* [Problem details]
Your reply should be one number, which is how many lines in the listing below contain "banner".

* [Data under study]
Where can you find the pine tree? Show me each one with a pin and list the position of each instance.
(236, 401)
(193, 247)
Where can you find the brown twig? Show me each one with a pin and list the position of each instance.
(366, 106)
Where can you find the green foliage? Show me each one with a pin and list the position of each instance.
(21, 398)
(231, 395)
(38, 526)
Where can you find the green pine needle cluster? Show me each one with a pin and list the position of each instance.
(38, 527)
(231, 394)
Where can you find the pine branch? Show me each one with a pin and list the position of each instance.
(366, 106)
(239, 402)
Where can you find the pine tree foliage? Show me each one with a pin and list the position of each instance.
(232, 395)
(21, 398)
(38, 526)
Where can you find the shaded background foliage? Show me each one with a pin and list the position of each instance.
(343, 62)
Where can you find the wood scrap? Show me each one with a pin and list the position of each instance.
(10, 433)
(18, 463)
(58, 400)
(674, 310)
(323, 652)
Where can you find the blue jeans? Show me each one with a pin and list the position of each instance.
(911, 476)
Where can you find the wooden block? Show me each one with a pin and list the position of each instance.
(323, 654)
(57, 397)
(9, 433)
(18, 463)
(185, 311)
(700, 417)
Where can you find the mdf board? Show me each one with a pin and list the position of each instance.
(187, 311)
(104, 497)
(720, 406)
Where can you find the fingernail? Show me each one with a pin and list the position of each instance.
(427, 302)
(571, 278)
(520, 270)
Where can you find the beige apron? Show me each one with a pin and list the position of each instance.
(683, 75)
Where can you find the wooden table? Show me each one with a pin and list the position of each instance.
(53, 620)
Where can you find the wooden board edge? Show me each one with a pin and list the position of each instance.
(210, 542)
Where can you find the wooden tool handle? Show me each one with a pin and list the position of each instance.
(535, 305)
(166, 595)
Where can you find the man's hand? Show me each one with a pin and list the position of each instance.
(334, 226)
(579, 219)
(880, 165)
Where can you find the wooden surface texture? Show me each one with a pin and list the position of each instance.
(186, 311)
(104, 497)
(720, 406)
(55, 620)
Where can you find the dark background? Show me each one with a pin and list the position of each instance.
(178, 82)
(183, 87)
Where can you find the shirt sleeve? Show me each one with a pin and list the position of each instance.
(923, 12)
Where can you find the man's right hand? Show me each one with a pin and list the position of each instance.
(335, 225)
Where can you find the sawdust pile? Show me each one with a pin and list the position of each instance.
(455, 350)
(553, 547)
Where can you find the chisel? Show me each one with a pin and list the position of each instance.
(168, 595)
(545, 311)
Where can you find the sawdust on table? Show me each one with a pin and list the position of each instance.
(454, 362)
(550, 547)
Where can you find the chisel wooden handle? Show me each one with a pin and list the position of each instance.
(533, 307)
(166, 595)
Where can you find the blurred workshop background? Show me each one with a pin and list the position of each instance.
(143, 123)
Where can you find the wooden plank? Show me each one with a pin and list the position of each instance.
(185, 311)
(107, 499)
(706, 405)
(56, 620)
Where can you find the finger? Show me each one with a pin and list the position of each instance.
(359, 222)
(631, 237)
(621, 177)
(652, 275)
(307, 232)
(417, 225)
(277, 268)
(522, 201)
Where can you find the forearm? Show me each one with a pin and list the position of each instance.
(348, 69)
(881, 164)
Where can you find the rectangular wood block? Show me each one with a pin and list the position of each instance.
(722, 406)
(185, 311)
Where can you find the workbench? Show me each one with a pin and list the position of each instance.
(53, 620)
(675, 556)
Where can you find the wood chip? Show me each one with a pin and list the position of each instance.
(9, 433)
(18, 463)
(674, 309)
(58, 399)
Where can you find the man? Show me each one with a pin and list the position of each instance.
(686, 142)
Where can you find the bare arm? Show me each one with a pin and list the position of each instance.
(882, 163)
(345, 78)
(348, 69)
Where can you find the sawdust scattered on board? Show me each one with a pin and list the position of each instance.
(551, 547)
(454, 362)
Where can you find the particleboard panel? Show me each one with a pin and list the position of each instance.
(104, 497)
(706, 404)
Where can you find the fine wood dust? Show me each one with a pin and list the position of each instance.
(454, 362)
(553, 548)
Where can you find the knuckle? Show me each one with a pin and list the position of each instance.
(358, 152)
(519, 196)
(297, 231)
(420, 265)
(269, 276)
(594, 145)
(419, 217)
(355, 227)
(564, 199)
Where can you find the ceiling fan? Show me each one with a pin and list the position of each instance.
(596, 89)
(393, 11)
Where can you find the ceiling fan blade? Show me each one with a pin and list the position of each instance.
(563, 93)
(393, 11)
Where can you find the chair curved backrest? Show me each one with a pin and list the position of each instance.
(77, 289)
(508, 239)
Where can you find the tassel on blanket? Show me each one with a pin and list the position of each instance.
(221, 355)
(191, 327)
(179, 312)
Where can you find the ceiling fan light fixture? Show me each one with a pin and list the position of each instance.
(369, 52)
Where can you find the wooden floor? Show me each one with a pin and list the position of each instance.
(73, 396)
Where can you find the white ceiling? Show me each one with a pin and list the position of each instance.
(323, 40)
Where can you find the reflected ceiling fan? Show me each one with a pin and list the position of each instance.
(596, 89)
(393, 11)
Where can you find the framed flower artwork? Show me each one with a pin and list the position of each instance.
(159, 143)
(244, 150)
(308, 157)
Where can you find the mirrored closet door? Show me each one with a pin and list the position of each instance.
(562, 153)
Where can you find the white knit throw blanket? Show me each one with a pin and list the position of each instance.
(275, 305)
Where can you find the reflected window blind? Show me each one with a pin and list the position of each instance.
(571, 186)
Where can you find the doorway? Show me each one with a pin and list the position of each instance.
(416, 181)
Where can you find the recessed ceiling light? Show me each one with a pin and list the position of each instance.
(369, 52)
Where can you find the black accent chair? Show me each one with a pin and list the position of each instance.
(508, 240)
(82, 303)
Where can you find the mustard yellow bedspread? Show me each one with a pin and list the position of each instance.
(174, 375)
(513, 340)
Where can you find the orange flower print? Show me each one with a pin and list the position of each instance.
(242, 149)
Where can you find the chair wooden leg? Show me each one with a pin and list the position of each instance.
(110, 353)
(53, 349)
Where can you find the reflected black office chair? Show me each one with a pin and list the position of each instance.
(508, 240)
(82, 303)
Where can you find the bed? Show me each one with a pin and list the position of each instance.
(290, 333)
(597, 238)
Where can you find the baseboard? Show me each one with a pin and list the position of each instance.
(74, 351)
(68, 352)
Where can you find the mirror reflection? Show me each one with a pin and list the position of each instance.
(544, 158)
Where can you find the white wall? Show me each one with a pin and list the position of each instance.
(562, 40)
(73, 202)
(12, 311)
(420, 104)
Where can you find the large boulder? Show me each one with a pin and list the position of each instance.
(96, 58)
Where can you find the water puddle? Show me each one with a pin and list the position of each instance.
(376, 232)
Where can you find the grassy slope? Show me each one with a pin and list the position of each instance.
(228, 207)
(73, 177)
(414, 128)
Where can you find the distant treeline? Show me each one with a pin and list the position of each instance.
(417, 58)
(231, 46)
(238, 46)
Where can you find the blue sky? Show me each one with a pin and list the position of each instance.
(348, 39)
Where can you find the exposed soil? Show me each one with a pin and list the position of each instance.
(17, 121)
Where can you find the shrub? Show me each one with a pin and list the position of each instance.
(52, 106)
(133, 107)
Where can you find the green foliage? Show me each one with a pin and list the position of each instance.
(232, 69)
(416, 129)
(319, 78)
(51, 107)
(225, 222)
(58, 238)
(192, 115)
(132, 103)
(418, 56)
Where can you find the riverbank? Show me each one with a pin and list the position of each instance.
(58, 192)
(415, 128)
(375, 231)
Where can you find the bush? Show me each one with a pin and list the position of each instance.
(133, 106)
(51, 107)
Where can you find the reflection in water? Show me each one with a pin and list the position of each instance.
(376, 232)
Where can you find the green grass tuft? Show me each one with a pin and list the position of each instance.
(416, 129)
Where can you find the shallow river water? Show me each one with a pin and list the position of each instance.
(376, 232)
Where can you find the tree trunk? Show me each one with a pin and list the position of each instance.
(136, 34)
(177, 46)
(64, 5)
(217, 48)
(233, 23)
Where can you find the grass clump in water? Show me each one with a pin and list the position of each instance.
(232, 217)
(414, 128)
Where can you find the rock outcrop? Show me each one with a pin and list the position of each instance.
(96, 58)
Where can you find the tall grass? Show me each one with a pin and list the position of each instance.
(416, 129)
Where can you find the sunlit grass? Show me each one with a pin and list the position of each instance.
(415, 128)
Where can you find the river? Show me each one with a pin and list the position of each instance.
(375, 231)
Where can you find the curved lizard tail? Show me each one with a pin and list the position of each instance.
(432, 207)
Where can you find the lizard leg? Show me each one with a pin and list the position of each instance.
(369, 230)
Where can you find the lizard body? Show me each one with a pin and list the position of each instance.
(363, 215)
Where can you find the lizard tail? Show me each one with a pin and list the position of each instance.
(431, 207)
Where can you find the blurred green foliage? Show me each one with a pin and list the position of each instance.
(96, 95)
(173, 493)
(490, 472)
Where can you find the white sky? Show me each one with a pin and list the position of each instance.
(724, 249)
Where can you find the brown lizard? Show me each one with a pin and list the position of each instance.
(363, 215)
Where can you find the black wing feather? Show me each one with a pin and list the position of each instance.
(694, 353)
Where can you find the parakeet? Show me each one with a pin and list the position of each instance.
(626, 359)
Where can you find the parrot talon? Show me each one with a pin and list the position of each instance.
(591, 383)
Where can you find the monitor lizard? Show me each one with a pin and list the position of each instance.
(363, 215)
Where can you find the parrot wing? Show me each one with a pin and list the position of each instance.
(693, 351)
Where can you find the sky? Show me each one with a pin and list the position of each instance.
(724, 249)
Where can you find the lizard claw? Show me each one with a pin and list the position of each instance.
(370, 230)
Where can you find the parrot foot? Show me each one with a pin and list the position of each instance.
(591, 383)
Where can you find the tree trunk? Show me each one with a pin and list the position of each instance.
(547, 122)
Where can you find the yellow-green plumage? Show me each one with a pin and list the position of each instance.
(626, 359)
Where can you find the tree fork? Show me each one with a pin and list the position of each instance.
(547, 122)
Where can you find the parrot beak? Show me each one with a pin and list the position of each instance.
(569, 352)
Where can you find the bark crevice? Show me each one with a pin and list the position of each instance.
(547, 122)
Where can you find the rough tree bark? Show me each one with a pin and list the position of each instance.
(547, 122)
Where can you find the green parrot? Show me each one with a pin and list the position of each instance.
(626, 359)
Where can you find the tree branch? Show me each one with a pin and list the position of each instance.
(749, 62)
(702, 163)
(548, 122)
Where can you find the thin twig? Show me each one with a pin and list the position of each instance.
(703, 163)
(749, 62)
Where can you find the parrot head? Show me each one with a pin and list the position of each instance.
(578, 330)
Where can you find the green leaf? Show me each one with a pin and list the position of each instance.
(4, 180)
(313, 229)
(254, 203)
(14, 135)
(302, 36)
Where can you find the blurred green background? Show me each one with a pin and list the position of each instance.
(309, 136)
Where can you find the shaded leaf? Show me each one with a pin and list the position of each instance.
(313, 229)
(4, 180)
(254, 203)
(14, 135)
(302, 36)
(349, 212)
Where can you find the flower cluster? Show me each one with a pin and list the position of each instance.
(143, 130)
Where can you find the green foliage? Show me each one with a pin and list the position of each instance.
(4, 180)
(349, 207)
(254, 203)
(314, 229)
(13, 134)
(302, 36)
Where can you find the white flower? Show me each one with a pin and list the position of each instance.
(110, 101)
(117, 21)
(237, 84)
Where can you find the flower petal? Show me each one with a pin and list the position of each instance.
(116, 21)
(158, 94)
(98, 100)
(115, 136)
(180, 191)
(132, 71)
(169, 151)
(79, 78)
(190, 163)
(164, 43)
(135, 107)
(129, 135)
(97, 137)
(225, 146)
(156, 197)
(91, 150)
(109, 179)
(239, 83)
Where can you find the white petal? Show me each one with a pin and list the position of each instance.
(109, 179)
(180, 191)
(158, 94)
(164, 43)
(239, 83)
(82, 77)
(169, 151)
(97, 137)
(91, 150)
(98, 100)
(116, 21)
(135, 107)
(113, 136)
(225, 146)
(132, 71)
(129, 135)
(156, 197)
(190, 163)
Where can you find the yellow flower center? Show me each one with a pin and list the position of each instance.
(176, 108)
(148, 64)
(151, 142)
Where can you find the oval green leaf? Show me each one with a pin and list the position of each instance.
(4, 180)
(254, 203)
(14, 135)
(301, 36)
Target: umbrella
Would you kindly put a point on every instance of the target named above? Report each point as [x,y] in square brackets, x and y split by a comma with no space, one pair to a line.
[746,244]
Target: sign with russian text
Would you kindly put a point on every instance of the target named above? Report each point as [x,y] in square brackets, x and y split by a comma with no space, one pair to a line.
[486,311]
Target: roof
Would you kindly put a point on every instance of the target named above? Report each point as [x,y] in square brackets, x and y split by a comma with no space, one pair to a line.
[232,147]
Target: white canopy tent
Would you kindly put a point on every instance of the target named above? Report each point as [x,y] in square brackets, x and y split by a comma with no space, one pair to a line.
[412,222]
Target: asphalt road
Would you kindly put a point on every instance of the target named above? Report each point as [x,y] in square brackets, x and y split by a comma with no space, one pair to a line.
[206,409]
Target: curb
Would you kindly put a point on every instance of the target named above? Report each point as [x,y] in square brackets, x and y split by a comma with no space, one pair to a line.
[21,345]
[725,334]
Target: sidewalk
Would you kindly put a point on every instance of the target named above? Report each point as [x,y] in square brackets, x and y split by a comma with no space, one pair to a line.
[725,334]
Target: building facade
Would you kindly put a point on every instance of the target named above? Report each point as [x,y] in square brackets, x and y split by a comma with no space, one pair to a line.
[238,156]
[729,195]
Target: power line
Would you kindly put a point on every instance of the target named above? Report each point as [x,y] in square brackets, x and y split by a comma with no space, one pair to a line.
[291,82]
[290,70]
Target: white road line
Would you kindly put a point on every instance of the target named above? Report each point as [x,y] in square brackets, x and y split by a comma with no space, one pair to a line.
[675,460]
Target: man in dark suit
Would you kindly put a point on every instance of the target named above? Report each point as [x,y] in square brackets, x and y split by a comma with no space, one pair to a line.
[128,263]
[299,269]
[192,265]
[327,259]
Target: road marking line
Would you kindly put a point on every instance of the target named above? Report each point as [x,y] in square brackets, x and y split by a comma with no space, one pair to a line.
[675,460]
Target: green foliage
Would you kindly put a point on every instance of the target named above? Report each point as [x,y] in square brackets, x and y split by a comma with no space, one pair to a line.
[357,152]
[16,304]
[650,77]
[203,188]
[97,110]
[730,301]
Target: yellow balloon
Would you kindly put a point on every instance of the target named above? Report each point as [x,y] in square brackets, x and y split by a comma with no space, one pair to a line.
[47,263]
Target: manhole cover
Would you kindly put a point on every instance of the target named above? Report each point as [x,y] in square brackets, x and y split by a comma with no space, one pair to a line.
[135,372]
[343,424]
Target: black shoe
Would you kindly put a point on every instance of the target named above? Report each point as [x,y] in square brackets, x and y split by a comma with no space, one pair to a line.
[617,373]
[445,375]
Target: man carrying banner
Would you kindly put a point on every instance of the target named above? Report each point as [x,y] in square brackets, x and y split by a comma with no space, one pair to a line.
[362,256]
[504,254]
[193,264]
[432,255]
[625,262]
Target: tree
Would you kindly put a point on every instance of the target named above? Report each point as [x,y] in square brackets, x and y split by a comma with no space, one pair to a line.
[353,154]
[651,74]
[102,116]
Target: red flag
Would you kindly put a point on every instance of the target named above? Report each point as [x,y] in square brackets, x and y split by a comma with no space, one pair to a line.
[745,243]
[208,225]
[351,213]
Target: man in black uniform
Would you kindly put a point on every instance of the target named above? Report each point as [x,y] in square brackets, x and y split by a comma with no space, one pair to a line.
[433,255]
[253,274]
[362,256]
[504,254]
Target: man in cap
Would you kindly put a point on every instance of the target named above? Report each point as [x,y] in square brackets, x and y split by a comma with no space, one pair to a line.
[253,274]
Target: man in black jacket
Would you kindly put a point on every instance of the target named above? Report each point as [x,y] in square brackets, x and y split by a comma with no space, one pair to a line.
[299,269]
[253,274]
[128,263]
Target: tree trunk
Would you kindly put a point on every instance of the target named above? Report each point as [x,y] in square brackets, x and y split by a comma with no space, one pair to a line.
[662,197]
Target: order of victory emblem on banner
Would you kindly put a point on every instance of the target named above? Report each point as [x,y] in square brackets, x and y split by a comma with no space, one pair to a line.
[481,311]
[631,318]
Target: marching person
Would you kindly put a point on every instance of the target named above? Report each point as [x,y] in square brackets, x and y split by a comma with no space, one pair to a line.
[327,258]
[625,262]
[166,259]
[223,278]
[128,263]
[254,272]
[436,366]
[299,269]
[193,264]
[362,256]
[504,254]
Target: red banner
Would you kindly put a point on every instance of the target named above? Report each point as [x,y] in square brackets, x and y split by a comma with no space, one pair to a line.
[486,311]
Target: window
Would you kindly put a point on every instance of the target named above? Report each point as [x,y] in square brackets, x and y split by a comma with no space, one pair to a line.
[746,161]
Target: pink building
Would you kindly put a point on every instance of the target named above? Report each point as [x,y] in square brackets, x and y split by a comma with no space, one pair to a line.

* [Written response]
3